* SOURCE PASSAGE:
======

The idea is that scientists would take the genetically modified skin cells and replicate them, to create an implant that sits permanently under an addict's skin.

To test their theory, the scientists,  led by Professor Ming Xu, and Dr Xiaoyang Wu, studied two groups of mice - one given the skin graft, and another control group.

Both were given doses of cocaine.

Within 20 minutes, the skin graft had broken down a standard dose of cocaine injected into the mice.

In the control group - given no treatment - it took almost two hours for the drug to break down.

Cocaine addition in the UK

According to official figures released last month, there were 432 deaths related to cocaine in England and Wales in 2017, compared with 112 in 2011.

Cocaine can kill people by causing heart attacks, heart failure or strokes - and the risks increase when used in conjunction with alcohol and other drugs.

At 9.7%, more people report having used cocaine in the UK than anywhere else in Europe.

Powdered cocaine is the second most commonly used drug in the UK after cannabis, with 2.6% of 16- to 59-year-olds, or 875,000 people reporting having used it in the last year.

There's no real "cure" for cocaine addiction as yet - it's therapy or withdrawal (and neither is especially pleasant).

However, according to the NHS, 61 per cent of people who received treatment for a powder cocaine addiction did manage to stop using within six months.

The team concluded this is a two-pronged approach: destroying cocaine in the bloodstream and disrupting the high.

The mice given the skin graft didn't experience the "pleasure hit" in the brain, caused by the neurotransmitter, dopamine.

The control group, in contrast, did experience the addictive "high".

Prof Xu said he believes the treatment will be equally as effective in humans, as mice.

"It will work, like in mice, by highly efficiently degrading cocaine as soon as it enters the blood circulation so that little would reach the brain,"

“People addicted to cocaine would stop using it, and there would be no cocaine-induced relapses."

He also tested the prototype on human versions of the organoids - this time using the foreskin cells of newborn babies.

Like the mice, they produced the necessary high-killing enzyme continuously for about two months.

======

* INPUT DATA:
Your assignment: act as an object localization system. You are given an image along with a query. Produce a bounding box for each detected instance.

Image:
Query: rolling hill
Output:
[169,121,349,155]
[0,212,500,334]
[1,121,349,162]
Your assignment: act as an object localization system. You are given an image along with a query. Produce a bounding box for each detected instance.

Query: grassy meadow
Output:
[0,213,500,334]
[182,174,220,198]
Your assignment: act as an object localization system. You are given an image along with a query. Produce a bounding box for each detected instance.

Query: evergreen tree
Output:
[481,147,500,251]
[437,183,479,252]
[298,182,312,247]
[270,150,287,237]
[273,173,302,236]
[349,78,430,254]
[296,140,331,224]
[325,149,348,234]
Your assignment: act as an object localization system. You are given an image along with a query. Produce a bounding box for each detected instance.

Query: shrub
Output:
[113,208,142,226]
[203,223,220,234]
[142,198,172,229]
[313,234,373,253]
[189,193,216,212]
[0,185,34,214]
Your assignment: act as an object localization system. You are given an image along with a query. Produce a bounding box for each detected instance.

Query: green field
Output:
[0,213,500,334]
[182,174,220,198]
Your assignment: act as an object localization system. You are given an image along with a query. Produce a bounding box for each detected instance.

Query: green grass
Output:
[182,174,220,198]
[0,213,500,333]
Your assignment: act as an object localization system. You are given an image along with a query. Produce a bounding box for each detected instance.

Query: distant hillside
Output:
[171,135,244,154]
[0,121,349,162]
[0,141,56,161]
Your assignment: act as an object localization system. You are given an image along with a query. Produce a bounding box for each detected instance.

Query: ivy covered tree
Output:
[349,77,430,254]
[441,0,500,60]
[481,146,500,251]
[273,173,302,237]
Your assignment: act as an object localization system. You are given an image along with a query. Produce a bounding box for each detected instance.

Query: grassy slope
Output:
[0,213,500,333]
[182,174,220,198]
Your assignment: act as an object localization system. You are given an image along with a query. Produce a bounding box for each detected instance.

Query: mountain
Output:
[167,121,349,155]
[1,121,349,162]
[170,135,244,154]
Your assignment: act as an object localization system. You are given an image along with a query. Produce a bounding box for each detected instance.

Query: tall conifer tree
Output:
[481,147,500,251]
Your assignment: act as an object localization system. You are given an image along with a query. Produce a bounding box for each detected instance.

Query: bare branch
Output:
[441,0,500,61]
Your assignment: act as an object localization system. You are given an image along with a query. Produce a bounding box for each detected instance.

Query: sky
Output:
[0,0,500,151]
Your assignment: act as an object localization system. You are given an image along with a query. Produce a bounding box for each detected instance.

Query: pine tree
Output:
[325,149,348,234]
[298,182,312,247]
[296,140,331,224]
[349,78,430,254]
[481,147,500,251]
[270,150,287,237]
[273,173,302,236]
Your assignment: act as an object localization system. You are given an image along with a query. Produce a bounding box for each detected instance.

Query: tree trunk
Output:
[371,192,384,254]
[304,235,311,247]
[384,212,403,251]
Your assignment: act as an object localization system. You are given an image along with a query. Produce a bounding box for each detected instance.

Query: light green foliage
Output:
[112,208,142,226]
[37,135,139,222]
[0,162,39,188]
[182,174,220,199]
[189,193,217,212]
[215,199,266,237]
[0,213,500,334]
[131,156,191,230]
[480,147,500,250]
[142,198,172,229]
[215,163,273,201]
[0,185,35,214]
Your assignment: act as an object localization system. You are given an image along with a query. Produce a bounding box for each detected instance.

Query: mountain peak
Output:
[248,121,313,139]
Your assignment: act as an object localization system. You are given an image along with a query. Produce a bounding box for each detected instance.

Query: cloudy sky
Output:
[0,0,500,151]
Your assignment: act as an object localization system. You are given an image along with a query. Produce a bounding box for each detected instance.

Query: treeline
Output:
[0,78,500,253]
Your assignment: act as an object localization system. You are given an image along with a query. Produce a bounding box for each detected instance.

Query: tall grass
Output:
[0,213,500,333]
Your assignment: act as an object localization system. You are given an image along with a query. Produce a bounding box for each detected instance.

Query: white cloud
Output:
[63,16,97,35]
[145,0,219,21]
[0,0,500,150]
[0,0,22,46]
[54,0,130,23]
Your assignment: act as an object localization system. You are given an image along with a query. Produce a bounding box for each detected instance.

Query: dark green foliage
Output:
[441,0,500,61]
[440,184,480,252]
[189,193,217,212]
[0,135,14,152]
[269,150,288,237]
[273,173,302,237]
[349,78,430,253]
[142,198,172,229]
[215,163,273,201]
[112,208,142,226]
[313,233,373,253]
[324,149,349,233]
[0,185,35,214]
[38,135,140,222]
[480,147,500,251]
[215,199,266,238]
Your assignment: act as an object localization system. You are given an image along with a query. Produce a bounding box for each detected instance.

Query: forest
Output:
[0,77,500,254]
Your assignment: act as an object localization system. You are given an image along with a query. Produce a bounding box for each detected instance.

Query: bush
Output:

======

* WHAT YOU WILL DO: In the cocaine implant text, why does Prof Xu expect the treatment to stop people from using cocaine? Explain in one to three sentences.

* RESULT: He says the implant would break down cocaine very efficiently as soon as it enters the bloodstream, so little would reach the brain. As a result, people addicted to cocaine would stop using it, and there would be no cocaine-induced relapses.